What you should do: Could you continue the article on students and procrastination from its final sentence?

Passage to read:
For example, a large predatory cat takes a big risk when chasing prey because if it fails, then thousands of calories have been wasted, according to Hanson.
“If a certain task – taking a math exam, cleaning out your garage, sprucing up your resume – has no inherent value, then you’ve already set yourself up for procrastination,” says Hanson.
Hanson explains that, even if one consciously believes that a project is important, deeply-ingrained, reward-seeking motivational systems may not have “bought into” this belief.
The less buy-in a student has toward a specific project, the less likely they are to do it.
“Sometimes other stuff is just more important to me,” says Sanchez.
Saniyyah Zahid, a SLCC nursing student, takes a different approach.
“I use the stress of having projects to get them done as fast as possible, so I don’t have to worry about it down the roads,” says Zahid.
Hanson says the practice Zahid uses is very normal.
“Fear serves as an adaptive function that protects us and promotes our survival,” says Hanson.
For Zahid, it is a strong source of motivation that can help facilitate reward-seeking behavior or immobilize us. For example, envisioning oneself failing miserably in a job interview can be motivation to be well prepared, or it can leave one paralyzed with anxiety and unable to actively prepare for the interview.
“It’s interesting to note too that people who procrastinate by opting for immediate, more fun activities, often report that those experiences were not enjoyable, nor worth ignoring the big term paper they have been avoiding,” says Zahid.
Fear and anxiety are a major reason why students procrastinate. At the same time, they are two things, that if used correctly, can be helpful.

Dataset:

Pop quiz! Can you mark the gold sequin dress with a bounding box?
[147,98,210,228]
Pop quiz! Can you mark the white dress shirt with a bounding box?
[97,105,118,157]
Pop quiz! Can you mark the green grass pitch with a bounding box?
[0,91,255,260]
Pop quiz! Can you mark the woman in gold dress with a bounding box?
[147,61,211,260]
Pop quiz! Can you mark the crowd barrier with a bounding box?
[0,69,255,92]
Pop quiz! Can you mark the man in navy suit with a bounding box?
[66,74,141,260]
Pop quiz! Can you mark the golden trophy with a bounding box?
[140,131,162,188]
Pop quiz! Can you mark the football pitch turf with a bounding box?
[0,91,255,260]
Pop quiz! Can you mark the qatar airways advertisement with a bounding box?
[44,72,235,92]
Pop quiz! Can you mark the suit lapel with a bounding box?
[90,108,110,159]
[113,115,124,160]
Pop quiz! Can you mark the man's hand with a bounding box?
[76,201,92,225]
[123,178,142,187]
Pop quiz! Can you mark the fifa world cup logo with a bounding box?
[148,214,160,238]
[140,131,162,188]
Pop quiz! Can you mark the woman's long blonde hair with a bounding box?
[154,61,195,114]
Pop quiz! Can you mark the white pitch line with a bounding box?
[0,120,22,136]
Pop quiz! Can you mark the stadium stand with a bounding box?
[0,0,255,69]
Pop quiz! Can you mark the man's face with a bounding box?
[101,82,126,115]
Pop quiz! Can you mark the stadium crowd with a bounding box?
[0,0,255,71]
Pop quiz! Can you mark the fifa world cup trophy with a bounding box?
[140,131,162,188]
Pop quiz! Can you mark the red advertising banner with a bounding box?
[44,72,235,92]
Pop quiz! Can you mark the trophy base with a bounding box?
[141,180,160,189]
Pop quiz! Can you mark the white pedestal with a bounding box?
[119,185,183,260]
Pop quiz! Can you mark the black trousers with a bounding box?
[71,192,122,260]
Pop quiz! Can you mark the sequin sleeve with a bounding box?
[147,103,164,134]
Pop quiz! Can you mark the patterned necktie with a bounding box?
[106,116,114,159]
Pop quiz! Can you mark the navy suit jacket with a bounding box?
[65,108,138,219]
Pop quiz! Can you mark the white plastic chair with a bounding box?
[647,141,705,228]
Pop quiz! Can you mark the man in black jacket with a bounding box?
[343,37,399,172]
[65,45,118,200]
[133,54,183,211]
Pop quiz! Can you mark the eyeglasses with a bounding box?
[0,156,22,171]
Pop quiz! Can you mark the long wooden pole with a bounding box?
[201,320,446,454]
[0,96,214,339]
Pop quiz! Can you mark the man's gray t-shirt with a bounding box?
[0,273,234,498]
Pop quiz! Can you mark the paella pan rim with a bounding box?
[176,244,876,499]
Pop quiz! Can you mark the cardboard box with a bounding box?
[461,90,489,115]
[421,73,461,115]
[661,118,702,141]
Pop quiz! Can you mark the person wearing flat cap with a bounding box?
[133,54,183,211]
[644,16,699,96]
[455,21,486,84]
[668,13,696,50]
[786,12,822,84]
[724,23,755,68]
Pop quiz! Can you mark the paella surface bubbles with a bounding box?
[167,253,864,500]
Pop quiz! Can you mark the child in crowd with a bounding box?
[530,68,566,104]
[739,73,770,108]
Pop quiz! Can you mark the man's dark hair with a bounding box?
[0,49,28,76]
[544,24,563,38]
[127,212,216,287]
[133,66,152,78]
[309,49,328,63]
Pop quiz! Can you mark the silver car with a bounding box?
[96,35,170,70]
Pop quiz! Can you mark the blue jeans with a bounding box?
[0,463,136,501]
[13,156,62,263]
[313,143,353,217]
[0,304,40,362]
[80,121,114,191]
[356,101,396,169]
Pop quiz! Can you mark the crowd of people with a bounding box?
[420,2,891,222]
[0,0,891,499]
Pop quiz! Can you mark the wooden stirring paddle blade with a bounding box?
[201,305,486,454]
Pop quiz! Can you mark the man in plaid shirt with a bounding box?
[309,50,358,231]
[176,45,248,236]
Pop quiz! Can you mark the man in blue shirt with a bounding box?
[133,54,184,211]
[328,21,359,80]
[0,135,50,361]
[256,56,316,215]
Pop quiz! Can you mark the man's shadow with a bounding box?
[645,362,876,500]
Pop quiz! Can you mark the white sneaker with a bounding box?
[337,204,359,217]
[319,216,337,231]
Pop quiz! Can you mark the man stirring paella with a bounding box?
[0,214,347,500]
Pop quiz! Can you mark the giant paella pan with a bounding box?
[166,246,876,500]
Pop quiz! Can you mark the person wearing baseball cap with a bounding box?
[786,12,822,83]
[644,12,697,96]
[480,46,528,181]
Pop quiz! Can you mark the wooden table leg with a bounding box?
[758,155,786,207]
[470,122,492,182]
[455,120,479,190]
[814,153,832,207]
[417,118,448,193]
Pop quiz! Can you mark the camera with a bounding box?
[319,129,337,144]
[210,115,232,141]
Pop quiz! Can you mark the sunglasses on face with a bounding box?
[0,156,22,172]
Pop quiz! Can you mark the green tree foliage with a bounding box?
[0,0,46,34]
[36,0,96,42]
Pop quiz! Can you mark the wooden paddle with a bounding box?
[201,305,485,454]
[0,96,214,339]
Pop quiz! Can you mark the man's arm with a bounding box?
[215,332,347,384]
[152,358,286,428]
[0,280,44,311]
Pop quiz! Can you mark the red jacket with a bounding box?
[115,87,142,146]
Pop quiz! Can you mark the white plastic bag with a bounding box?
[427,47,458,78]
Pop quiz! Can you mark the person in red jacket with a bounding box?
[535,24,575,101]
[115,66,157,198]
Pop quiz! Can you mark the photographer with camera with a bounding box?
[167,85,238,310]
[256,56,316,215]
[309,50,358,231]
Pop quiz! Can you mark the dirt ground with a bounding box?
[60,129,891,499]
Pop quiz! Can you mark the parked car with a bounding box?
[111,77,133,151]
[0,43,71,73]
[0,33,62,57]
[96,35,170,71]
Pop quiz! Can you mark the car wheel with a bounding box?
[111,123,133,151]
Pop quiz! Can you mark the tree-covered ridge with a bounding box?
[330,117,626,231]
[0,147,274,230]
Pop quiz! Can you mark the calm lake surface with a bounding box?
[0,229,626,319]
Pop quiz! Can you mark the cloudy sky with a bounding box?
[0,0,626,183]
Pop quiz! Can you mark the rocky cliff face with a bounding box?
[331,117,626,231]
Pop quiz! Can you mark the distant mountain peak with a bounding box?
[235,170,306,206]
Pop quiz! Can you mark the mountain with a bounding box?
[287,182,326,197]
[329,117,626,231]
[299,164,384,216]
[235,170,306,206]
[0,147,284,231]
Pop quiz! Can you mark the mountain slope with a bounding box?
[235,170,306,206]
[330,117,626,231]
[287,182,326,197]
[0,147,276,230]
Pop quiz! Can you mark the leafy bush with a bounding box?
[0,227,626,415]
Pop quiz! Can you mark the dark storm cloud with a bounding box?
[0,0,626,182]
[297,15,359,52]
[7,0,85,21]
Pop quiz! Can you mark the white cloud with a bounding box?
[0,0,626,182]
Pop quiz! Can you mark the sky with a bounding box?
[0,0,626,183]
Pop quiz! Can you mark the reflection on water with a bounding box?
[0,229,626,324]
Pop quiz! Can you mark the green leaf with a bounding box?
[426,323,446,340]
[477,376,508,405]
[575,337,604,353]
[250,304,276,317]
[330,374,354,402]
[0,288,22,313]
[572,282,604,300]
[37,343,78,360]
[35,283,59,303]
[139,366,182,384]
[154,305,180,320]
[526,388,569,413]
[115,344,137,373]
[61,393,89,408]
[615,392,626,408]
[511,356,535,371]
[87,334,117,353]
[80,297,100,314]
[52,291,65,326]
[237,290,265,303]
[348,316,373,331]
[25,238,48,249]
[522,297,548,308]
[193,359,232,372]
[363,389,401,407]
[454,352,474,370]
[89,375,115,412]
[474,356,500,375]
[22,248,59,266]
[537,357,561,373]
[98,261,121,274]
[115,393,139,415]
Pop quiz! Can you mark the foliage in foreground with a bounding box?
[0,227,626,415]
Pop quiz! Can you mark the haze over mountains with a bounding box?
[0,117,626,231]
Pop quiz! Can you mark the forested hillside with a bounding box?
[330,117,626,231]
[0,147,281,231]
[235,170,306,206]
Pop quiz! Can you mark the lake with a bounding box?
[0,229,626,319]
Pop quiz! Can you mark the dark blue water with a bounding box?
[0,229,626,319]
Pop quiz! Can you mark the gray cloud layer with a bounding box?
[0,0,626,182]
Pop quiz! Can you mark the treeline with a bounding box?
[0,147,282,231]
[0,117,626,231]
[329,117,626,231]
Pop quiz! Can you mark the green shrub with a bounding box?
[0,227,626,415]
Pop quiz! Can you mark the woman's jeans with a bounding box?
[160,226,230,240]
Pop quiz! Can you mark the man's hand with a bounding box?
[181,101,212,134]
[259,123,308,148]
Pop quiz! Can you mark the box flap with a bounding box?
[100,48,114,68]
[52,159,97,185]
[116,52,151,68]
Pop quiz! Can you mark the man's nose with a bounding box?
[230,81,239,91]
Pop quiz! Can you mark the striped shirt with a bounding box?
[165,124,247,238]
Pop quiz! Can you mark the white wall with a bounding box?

Answer to this task:
Alison Arndt-Wild, a communications professor at SLCC, also says that procrastination affects professors as well.
“It does create more work if students ask for an extension,” says Arndt-Wild. “I try really hard to keep caught up on grading, so students can know where they stand. So, when I have students turning in late work, it makes it harder for me to stay caught up as well.”
So, what are students to do? How can you avoid procrastination?
Zahid’s solution is to get her work done as soon as possible; Morath, however, takes a scientific approach.
“Definitely break major projects down into smaller parts,” says Morath. “Instead of having this looming thought of ‘I have this big project due in four months,’ break it into smaller components and set deadlines for each. That means research done by Day X, rough draft by Day Y and so on. You have to stick with it — just telling yourself this will not be that effective.”
Morath suggests setting up rewards for completing tasks on time. He even mentions punishments for not meeting goals.
“Social accountability can help tremendously. So have your friends, family, classmates help you by holding those rewards and punishments for you,” says Morath.
Another key according to Morath is taking time off.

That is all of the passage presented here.